### Kutipan Halaman
===============

Pada periode tersebut, pemerintah Aceh menginginkan penambahan jumlah hutan pada tiap kabupaten. Penambahan luas hutan yang direncanakan nantinya akan menjadi ± 4.047.897 hektare (ha) dari luas hutan semula ± 3.248.892 ha. Dengan kata lain akan terjadi penambahan luas hutan sebesar ± 799.005 ha di wilayah Aceh.

Namun kenyataannya, kebijakan tersebut mendapat penolakan dari tiap kabupaten/kota. Alasannya adalah kebijakan tersebut akan mengurangi kawasan budidaya masyarakat. Ketakutan ini menjadi beralasan, ketika pemukiman masyarakat yang telah ada sejak lama ternyata masuk dalam usulan penambahan hutan. Akibat penolakan tersebut, akhirnya membuat pemerintah pusat tidak menyetujui kebijakan pemerintah provinsi kala itu. Hingga akhir 2012, RTRW Aceh tidak kunjung disahkan.

Polemik RTRW Aceh tidak berhenti sampai disitu. Pada November 2013, organisasi yang konsen terhadap masalah lingkungan hidup, seperti Walhi Aceh melayangkan petisi online kepada Gubernur untuk melindungi Kawasan Ekosistem Leuser (KEL) dari kerusakan. Petisi ini didukung sebanyak 14.835 orang. Mereka mendesak agar Gubernur tidak meloloskan regulasi yang akan memberikan izin pengembangan budidaya di KEL.

Puncaknya pada 30 Desember 2013, aliansi masyarakat yang tergabung dalam Koalisi Peduli Hutan Aceh (KPHA) melakukan unjuk rasa di depan gedung DPRD Aceh. Ratusan massa protes dan menolak Qanun RTRWA 2013-2033 yang sebelumnya telah disahkan oleh DPR. Alasannya adalah karena RTRW tersebut akan mengurangi luas hutan Aceh, penyebutan Kawasan Ekosistem Leuser (KEL) dihilangkan dan tidak memasukkan hak kelola mukim sebagai masyarakat adat di sana.

Menjadi menarik mencermati polemik tersebut, karena ada dua motif berbeda dibalik persoalan RTRW. Pertama, menjadi hal yang lucu ketika ada kebijakan pemerintah yang mencanangkan penambahan luas hutan di wilayah Aceh, tetapi justru oleh masyarakat Aceh sendiri ditiap kabupaten/kota menolak kebijakan tersebut. Disisi lain, saat ada pemerintah yang mencanangkan kebijakan sebaliknya, ada pula masyarakat yang tergabung dalam KPHA menolak kebijakan tersebut.

===============

### Cuplikan Data
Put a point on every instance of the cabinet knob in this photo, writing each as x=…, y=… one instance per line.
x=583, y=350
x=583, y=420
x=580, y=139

===============

### Daftar Tugas
(1) Jawab pertanyaan berikut dari kutipan halaman.
(a) Berapa hektare penambahan luas hutan yang direncanakan di wilayah Aceh?
(b) Berapa orang yang mendukung petisi online Walhi Aceh?
(c) Di depan gedung apa KPHA berunjuk rasa pada 30 Desember 2013?
(2) Salin persis bagian kutipan halaman dari "Polemik RTRW Aceh" sampai "budidaya di KEL.".
Kerjakan hanya dengan berpegang pada kutipan halaman, bukan pada daftar.

### Jawaban Tiap Tugas
(1)
(a) ± 799.005 ha
(b) 14.835 orang
(c) Gedung DPRD Aceh

(2)
Polemik RTRW Aceh tidak berhenti sampai disitu. Pada November 2013, organisasi yang konsen terhadap masalah lingkungan hidup, seperti Walhi Aceh melayangkan petisi online kepada Gubernur untuk melindungi Kawasan Ekosistem Leuser (KEL) dari kerusakan. Petisi ini didukung sebanyak 14.835 orang. Mereka mendesak agar Gubernur tidak meloloskan regulasi yang akan memberikan izin pengembangan budidaya di KEL.